[Task list]
**a)** In the thread below, swap "irc channel" for "mailing list" and write out the passage that begins at "Another reason may" and stops after "work in practice.".
**b)** Answer these questions from the thread below:
(i) What update rate does the first commenter say they would love to see?
(ii) Which company built NDB?
(iii) Where did viraptor get the best help with NDB?
[START OF Text segment]
Achieving 100M database inserts per second using Apache Accumulo and D4M [pdf]

9 years ago (ieee-hpec.org)

46 comments

espeed

I hate to be a hater.

But the big issue with databases I've worked with is not how many inserts you do per second, even spinning rust, if properly reasoned can do -serious- inserts per second in append only data structures like myisam, redis even lucene. However the issue comes when you want to read that data or, more horribly, update that data. Updates, by definition are a read and a write to commuted data, this can cause fragmentation and other huge headaches.

I'd love to see someone do updates 1,000,000/s

jamesblonde 9 years ago
MySQL Cluster (NDB - not Innodb, not MyISM. NDB is the network database engine - built by Ericsson, taken on by MySQL. It is a distributed, in-memory, no shared state DB). >50% of mobile calls use NDB as a Home Location Registry, and they can handle >1m transactional writes per second. We have verified the benchmarks, that you can get millions of transactions/sec (updates are about 50% slower than reads) on commodity hardware with just gigabit ethernet. Oracle claim up to 200m transactions/sec on Infiniband and good hardware: http://www.slideshare.net/frazerClement/200-million-qps-on-c...
Two amazing facts about MySQL Cluster: (1) It's open source (2) It's never penetrated the Silicon Valley Echo Chamber, but is still the world's best DB for write-intensive transactional workloads.
- viraptor 9 years ago
  
  Another reason may be that it seems you need to be an expert in internal workings of the ndb to deal with it. I tried to use it. Over a month ended up with a few cases of "can't start the database", "can't update", etc. with no real solutions. There's not that much information about ndb on the internet, so googling doesn't help. The best help I got was from mysql-ndb irc channel, but in practice when things went bad, people said something like "if you send me the database, I'll help you figure it out". This does not work in practice.
  I feel like it would be more popular if people actually wrote about how they're using it. But how do you start when even basic configuration bugs are still open without progress: https://bugs.mysql.com/bug.php?id=28292
  (this was a few years ago or so, maybe things changed)
[END OF Text segment]
[START OF Material provided]
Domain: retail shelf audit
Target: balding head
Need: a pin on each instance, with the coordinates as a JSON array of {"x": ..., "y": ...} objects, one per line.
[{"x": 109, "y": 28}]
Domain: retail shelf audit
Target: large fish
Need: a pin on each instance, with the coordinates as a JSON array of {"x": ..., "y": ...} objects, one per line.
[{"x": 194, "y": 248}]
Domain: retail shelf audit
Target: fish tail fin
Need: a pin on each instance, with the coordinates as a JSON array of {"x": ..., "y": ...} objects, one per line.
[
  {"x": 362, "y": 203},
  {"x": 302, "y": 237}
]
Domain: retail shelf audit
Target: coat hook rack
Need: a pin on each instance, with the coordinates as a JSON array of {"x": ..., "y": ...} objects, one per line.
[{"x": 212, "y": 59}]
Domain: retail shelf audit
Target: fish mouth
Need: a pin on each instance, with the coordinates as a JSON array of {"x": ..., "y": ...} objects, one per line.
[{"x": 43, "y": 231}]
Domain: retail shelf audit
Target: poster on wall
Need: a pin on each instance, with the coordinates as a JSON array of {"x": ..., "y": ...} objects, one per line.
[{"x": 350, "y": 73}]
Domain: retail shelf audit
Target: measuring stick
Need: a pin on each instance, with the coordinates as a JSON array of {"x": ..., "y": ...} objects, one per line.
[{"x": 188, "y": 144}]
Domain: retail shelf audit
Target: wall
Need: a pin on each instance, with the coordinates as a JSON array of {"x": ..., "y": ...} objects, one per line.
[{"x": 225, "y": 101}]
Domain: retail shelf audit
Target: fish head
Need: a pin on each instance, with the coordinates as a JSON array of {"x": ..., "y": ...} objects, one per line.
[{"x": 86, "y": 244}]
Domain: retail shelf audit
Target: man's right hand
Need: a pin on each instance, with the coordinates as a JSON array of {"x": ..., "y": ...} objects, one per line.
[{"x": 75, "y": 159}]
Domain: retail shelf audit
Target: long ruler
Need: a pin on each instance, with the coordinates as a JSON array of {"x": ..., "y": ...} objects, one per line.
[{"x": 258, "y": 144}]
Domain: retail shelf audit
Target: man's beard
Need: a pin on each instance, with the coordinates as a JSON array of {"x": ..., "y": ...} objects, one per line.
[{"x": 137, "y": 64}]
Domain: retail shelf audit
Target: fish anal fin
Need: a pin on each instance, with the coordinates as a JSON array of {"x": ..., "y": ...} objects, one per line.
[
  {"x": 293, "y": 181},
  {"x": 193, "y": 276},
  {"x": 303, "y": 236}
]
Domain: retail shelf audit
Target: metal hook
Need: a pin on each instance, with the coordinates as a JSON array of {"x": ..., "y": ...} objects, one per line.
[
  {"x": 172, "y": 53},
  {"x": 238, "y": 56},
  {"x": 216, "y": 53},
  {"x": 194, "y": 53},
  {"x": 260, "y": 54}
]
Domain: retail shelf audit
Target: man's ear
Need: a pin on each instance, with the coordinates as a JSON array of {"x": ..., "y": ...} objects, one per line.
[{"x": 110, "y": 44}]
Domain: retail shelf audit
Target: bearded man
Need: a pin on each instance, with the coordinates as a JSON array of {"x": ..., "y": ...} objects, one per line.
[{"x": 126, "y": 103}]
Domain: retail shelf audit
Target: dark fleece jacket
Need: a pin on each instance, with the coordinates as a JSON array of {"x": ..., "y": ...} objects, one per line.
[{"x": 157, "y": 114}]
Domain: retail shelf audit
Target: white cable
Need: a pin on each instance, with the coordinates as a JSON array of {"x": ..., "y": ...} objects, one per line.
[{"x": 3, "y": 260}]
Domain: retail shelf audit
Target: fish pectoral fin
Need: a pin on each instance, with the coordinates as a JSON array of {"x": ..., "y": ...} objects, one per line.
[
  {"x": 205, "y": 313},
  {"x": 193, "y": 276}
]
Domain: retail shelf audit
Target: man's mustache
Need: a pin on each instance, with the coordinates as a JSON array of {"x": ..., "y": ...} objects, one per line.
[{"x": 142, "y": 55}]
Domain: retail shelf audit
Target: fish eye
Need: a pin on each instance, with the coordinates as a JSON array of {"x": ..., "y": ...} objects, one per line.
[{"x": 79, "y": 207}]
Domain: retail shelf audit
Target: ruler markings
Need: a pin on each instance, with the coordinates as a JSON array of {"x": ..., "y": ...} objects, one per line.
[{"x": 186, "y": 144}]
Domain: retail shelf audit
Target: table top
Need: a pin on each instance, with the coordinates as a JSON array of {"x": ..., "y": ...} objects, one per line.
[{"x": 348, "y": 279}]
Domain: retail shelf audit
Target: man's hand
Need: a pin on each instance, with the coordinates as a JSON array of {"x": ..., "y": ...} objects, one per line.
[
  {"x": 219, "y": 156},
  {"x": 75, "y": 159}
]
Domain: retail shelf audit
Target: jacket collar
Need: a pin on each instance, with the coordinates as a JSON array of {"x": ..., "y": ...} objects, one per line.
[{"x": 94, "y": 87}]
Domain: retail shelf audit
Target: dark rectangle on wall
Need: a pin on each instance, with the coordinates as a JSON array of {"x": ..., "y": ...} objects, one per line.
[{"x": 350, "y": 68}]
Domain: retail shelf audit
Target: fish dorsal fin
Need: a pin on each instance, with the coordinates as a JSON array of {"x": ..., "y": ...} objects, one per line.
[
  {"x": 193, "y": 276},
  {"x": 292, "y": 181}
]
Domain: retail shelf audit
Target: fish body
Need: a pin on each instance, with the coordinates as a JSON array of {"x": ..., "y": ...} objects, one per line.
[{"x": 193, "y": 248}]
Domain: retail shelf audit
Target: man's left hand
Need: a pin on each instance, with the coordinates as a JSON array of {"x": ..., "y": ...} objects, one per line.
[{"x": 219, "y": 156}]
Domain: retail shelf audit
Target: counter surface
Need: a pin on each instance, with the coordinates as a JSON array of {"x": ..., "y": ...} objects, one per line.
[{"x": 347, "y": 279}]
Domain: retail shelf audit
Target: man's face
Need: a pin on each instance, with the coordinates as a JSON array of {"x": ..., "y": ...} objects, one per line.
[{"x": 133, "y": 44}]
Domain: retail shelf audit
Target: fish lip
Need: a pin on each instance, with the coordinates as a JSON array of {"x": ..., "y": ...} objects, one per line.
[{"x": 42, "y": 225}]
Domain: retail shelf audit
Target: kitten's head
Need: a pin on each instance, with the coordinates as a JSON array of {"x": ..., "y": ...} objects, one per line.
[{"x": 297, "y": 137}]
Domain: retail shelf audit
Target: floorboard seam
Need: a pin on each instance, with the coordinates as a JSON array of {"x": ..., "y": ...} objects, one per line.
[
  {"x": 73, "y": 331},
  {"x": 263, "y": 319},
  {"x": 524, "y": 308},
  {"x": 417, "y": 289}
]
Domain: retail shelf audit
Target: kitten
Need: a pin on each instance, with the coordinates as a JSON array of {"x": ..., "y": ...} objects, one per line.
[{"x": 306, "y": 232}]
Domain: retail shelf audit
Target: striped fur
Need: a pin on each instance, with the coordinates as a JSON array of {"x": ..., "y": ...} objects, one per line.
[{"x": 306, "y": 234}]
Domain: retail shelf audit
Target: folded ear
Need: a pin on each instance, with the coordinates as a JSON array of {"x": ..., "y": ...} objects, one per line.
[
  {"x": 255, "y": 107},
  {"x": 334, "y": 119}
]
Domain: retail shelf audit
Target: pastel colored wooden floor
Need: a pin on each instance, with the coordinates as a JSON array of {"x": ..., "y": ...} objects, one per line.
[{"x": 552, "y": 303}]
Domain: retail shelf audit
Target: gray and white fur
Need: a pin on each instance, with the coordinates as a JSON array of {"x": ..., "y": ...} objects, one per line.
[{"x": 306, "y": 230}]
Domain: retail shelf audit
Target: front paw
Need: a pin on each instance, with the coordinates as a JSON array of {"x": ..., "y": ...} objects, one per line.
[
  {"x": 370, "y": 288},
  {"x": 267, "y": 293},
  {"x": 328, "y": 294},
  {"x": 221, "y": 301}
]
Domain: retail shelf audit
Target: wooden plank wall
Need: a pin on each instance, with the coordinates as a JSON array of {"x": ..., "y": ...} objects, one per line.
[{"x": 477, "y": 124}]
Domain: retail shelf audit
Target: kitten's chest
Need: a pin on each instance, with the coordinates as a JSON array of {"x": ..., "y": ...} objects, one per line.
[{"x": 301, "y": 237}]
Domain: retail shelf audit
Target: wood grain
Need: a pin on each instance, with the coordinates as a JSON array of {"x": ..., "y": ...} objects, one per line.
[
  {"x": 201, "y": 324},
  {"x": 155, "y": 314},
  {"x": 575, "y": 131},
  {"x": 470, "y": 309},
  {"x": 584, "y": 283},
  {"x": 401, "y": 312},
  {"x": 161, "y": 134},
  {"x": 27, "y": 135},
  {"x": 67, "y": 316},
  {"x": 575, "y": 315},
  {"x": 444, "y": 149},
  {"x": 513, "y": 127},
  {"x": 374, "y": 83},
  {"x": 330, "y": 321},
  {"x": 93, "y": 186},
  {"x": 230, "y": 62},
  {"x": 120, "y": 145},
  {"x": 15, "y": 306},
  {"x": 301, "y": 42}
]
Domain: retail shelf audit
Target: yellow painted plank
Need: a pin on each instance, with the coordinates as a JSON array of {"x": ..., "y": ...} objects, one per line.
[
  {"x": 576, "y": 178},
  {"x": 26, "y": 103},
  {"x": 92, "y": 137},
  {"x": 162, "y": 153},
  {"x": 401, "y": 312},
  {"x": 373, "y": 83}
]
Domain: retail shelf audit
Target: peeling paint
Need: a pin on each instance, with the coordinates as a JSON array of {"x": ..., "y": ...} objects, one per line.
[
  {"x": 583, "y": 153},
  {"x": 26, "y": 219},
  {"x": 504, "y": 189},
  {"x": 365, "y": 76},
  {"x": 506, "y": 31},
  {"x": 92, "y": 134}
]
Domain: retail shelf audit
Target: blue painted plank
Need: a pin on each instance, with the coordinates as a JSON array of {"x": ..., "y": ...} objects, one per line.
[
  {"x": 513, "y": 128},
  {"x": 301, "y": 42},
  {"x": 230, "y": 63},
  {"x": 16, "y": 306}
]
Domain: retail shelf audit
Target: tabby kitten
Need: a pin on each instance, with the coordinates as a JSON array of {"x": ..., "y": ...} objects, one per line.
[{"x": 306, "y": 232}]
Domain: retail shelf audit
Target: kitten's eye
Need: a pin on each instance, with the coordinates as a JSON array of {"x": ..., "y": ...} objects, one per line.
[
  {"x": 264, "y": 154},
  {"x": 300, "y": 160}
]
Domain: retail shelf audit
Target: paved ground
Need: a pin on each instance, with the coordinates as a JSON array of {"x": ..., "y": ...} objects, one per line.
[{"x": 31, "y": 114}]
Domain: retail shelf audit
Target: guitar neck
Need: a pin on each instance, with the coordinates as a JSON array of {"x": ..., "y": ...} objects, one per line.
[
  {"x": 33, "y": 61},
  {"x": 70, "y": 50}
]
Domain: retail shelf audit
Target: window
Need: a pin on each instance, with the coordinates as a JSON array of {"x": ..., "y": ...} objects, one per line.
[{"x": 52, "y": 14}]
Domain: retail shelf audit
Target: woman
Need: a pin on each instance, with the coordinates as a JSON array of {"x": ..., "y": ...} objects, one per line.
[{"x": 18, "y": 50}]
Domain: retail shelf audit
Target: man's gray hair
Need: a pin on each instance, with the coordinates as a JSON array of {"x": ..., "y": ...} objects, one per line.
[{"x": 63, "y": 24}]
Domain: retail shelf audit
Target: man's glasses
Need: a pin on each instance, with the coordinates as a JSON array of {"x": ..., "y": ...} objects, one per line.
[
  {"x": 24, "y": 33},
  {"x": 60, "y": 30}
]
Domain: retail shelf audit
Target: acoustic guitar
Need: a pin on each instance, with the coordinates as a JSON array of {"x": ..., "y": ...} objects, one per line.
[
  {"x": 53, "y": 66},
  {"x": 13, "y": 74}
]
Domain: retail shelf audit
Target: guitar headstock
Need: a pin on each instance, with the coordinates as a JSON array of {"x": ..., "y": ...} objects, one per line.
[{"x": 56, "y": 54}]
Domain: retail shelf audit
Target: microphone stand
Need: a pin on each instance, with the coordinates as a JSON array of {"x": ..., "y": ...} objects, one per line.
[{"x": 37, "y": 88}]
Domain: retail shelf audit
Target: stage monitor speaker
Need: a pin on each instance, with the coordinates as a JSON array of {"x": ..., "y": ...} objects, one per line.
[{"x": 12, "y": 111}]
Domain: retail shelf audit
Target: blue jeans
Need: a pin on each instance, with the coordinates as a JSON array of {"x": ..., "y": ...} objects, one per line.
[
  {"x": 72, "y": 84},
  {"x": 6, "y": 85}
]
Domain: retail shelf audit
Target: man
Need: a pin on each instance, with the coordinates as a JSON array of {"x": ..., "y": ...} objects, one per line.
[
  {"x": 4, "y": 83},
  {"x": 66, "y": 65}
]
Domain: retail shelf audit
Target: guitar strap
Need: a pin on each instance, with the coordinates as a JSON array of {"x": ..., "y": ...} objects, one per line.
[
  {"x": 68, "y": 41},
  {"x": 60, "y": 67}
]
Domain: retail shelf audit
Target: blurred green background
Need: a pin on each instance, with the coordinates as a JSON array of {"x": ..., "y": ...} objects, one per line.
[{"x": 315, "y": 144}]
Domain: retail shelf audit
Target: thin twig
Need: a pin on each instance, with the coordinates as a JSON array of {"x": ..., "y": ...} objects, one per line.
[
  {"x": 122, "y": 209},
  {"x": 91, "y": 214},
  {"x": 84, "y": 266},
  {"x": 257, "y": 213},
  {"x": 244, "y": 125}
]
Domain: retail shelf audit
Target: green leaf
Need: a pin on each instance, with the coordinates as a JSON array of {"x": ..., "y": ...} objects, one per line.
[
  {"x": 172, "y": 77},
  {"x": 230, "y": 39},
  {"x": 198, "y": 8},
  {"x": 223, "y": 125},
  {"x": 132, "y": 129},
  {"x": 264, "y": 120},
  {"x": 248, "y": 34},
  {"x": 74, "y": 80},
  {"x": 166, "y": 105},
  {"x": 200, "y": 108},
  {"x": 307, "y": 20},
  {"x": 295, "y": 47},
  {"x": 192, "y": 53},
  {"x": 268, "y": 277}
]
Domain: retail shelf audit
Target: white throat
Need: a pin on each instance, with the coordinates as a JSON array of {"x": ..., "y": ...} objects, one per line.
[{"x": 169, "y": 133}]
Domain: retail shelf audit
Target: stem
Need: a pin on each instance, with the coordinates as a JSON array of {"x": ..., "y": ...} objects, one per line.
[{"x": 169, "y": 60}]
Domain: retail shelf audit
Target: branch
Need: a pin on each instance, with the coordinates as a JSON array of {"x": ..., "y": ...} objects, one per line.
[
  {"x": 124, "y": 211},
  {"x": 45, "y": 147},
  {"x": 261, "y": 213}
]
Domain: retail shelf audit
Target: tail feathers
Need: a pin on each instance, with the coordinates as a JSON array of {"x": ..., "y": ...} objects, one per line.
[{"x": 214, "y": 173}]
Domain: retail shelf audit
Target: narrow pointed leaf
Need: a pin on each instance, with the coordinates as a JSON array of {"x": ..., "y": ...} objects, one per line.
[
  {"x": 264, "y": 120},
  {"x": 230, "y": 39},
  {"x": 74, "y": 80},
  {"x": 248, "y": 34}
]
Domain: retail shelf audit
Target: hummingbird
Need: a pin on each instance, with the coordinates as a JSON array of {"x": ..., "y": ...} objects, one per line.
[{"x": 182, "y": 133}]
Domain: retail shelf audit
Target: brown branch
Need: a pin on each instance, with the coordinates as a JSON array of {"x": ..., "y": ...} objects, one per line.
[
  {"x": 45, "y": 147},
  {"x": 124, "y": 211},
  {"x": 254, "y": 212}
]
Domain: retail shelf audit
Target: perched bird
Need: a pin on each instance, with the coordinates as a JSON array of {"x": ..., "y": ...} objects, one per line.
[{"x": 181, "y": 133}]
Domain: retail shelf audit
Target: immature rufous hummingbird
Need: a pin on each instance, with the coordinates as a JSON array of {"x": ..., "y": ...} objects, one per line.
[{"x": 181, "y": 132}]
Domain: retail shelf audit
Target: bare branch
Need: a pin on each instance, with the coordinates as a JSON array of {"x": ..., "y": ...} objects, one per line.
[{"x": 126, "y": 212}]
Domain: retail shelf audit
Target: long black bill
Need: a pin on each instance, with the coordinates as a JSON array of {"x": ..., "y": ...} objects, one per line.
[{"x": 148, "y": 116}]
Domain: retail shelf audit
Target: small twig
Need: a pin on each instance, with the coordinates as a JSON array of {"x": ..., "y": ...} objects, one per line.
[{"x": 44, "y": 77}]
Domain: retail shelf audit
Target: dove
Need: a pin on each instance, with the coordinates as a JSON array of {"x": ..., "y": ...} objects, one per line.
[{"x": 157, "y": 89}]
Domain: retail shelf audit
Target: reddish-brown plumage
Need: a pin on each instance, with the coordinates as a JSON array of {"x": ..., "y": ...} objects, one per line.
[END OF Material provided]
[Solutions]
**a)**
Another reason may be that it seems you need to be an expert in internal workings of the ndb to deal with it. I tried to use it. Over a month ended up with a few cases of "can't start the database", "can't update", etc. with no real solutions. There's not that much information about ndb on the internet, so googling doesn't help. The best help I got was from mysql-ndb mailing list, but in practice when things went bad, people said something like "if you send me the database, I'll help you figure it out". This does not work in practice.

**b)**
(i) 1,000,000 updates per second
(ii) Ericsson
(iii) The mysql-ndb irc channel